Just switching from the poverty rate to the free meal eligibility rate increases the R-squared from 0.466 to 0.676.
In California, school districts get extra funding from the state depending on their Unduplicated Pupil Count (UPC), which counts the number of students who are eligible for free or reduced price meals or who are English Learners. I assumed that we would be able to explain even more of the variation in districts’ reading proficiency rates if we also took into account the share of students who were English learners or who were eligible for reduced-price meals. I was wrong. These don’t improve the R-squared even a tiny bit.
Improvement #2: Socioeconomic Disadvantage
So far, we’ve been using the free meal eligibility rate of the district to predict the reading proficiency of 3rd graders. It would be cleaner if we could use the free meal eligibility rate of 3rd graders but that data is not available. What is available is the rate of socio-economic disadvantage, which is a broader category. In addition to those eligible for free and reduced-price meals, it includes those who are homeless, or in foster care, or whose parents did not graduate high school (but not English learners).
If we predict 3rd grade reading proficiency using 3rd grade economic disadvantage, we get an R-squared of 0.695
If you mouseover the districts that appear to be exceptionally good (or exceptionally bad), you’ll notice that many of them have very few students. It’s hard to know whether these districts are truly exceptionally good or whether they’ve just been the beneficiaries of statistical noise2.
A proper research paper would conduct statistical tests to identify districts whose overperformance can’t be explained by luck. This is not a proper research paper. To illustrate how much randomness affects the results, look what happens when we simply exclude the smallest districts. This chart shows exactly the same data as the previous one but excludes districts with fewer than 300 students which were included in the previous chart. Just by getting rid of the outliers, the R-squared jumps from 0.695 to 0.767.
Using this measure, San Francisco now scores a little bit above its predicted level but still far below where it needs to be if it is to achieve its long-term goal. To achieve that goal, it will need to be above the 99th percentile of all districts. The districts in that percentile today are all much much smaller than San Francisco.
Improvement #3: Parental Education
Adding race/ethnicity to socioeconomic disadvantage improves the prediction a bit. The R-squared rises from 0.767 to 0.808. Effectively, knowing whether the disadvantaged students are Asian or Latino improves the quality of the reading proficiency estimate because Asian students are more likely to be proficient.
But there is one variable that performs even better: the percentage of students whose parents graduated college. This one variable, by itself, accounts for 84.2% of all the observed variation3 in reading proficiency between districts. Everything else that we obsess about - school funding, curriculum, teacher pay, quality of instruction, class sizes - just affects the remaining 15.8%.
In this chart, San Francisco lies a bit below the best-fit line i.e. it does slightly worse than would be predicted given the percentage of children whose parents who graduated college. I wouldn’t sweat over this. The main point is that the 2027 goal still looks unattainable.
Notes for statistics nerds
Districts that have high parental education levels are also filled with White and Asian students and have low rates of socioeconomic disadvantage. Since there is such high correlation between these variables, a multiple regression using two or more of them doesn’t improve the R-squared by much. I experimented with other variables like the percentage of English learners or the percentage of students with disabilities but these were not significant. The best I could come up with in my p-hacking adventures was an R-squared of 0.865, which I achieved with three variables, each of which was significant at a 99.9% confidence level
the share of students whose parents graduated a four-year college.

------------------------------

TASK DIRECTIONS: Can you repeat a part of the reading proficiency text word for word, beginning at the words that have "Improvement #3: Parental" and stopping after "the remaining 15.8%."? Rely only on the reading proficiency text.

ENTRIES SHOWN:
------------------------------

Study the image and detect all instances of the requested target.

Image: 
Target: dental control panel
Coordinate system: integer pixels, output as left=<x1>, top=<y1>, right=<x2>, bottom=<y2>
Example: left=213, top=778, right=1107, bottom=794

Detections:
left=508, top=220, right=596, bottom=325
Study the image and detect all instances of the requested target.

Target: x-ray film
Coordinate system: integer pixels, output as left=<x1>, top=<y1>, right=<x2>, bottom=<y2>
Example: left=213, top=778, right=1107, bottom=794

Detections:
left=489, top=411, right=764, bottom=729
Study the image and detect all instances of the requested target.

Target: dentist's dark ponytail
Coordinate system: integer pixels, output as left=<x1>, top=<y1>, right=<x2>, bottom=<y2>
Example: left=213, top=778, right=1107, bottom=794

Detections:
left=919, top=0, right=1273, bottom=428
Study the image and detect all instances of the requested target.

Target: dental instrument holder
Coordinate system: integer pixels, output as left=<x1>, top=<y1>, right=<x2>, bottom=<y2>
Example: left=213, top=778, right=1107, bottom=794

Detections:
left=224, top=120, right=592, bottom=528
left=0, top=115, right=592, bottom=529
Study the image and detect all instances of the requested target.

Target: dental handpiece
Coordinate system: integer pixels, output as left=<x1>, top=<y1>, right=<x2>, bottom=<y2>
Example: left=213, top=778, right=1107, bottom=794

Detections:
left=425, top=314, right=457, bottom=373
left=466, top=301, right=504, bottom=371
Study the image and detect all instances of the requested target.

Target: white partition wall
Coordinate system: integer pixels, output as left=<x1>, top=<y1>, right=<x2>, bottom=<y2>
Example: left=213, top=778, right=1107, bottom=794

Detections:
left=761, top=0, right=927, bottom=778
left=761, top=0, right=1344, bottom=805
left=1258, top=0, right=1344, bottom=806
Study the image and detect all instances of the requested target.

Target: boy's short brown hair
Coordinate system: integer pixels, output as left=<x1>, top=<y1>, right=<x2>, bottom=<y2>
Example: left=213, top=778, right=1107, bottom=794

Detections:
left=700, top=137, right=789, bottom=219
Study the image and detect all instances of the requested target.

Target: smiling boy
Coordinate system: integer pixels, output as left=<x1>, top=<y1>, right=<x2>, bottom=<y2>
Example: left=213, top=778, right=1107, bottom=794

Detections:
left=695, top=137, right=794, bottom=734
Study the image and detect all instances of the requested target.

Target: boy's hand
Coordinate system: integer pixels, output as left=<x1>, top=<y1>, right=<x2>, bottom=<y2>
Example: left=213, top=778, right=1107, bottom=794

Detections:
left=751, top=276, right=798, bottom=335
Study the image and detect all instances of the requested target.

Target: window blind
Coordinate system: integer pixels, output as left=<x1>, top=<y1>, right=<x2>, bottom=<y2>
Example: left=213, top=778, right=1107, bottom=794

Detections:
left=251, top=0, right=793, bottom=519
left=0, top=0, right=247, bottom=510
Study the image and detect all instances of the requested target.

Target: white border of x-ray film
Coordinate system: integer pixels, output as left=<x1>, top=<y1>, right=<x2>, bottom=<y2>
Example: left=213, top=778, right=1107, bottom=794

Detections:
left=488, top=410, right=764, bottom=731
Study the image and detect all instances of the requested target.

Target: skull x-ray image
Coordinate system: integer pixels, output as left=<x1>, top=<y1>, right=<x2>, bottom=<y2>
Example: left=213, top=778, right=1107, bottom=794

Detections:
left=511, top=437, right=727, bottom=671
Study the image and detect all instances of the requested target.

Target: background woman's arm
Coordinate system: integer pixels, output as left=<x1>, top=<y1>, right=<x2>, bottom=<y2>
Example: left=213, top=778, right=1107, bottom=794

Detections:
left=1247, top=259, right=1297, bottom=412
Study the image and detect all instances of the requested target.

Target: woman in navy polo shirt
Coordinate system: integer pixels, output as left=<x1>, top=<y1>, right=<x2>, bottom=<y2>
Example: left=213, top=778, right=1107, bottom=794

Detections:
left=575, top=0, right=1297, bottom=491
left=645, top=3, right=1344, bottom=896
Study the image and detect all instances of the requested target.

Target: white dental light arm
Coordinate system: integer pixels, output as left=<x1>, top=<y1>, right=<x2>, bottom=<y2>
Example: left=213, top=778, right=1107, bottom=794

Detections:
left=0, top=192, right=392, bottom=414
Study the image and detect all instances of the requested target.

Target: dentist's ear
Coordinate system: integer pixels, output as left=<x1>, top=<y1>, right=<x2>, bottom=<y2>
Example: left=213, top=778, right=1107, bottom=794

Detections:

------------------------------

EXERCISE OUTPUT:
Improvement #3: Parental Education
Adding race/ethnicity to socioeconomic disadvantage improves the prediction a bit. The R-squared rises from 0.767 to 0.808. Effectively, knowing whether the disadvantaged students are Asian or Latino improves the quality of the reading proficiency estimate because Asian students are more likely to be proficient.
But there is one variable that performs even better: the percentage of students whose parents graduated college. This one variable, by itself, accounts for 84.2% of all the observed variation3 in reading proficiency between districts. Everything else that we obsess about - school funding, curriculum, teacher pay, quality of instruction, class sizes - just affects the remaining 15.8%.